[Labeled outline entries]
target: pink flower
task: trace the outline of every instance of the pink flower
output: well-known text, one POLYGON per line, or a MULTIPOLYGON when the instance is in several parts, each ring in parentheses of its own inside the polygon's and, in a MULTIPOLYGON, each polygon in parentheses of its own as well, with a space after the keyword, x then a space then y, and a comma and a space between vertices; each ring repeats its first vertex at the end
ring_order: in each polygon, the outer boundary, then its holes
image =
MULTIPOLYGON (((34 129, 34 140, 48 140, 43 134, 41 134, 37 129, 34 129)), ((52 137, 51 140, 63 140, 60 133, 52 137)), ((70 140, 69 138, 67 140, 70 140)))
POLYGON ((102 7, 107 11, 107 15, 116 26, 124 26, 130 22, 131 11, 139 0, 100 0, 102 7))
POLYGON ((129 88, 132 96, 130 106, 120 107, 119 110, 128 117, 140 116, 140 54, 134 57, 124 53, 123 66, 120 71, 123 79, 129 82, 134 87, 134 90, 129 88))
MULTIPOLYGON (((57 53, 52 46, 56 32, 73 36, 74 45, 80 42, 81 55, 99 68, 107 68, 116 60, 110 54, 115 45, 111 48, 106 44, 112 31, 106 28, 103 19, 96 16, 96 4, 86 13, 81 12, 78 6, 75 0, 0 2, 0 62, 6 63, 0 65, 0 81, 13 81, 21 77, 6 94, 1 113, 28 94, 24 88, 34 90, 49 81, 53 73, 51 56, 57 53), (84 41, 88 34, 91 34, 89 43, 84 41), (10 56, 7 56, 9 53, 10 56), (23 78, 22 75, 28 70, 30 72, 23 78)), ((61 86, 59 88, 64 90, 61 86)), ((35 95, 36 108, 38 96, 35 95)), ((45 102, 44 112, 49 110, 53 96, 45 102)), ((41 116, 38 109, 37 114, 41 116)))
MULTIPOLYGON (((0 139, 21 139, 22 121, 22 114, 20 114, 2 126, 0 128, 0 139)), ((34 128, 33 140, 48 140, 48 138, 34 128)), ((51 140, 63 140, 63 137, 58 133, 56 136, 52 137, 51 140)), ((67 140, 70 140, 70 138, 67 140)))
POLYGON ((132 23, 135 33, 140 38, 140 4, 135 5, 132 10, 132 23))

WHAT THE EXERCISE ASKS> Please copy every item above word for word, keeping each line unchanged.

ANSWER TO THE TASK>
target: pink flower
task: trace the outline of every instance of the pink flower
output: well-known text, one POLYGON per line, or a MULTIPOLYGON when the instance is in several parts, each ring in parentheses of its own inside the polygon's and, in a MULTIPOLYGON, each polygon in parentheses of its own as well, with a space after the keyword, x then a space then y, and a comma and a space between vertices; each ring repeats its first vertex at the end
ring_order: in each polygon, the outer boundary, then its holes
image =
MULTIPOLYGON (((34 129, 34 140, 48 140, 43 134, 41 134, 37 129, 34 129)), ((52 137, 51 140, 63 140, 60 133, 52 137)), ((70 140, 69 138, 67 140, 70 140)))
POLYGON ((102 7, 107 11, 107 15, 116 26, 124 26, 130 22, 131 11, 139 0, 100 0, 102 7))
POLYGON ((129 88, 132 96, 130 106, 120 107, 119 110, 128 117, 140 116, 140 54, 134 57, 124 53, 123 66, 120 71, 123 79, 129 82, 134 87, 134 90, 129 88))
MULTIPOLYGON (((57 53, 52 46, 56 32, 73 36, 74 45, 80 42, 81 55, 99 68, 107 68, 116 60, 110 54, 115 45, 111 48, 106 44, 112 31, 106 28, 103 19, 96 16, 96 4, 86 13, 81 12, 78 6, 75 0, 0 2, 0 62, 6 63, 0 65, 0 81, 13 81, 21 77, 6 94, 1 113, 28 94, 24 88, 34 90, 49 81, 53 73, 51 56, 57 53), (84 41, 88 34, 91 34, 89 43, 84 41), (10 56, 7 56, 9 53, 10 56), (23 78, 22 75, 28 70, 30 72, 23 78)), ((61 86, 59 88, 64 90, 61 86)), ((35 95, 36 108, 38 96, 35 95)), ((45 102, 44 112, 49 110, 53 96, 45 102)), ((41 116, 38 109, 37 114, 41 116)))
MULTIPOLYGON (((0 139, 21 139, 22 121, 22 114, 20 114, 2 126, 0 128, 0 139)), ((34 128, 33 140, 48 140, 48 138, 34 128)), ((51 140, 63 140, 63 137, 58 133, 56 136, 52 137, 51 140)), ((67 140, 70 140, 70 138, 67 140)))
POLYGON ((132 23, 135 33, 140 38, 140 4, 135 5, 132 10, 132 23))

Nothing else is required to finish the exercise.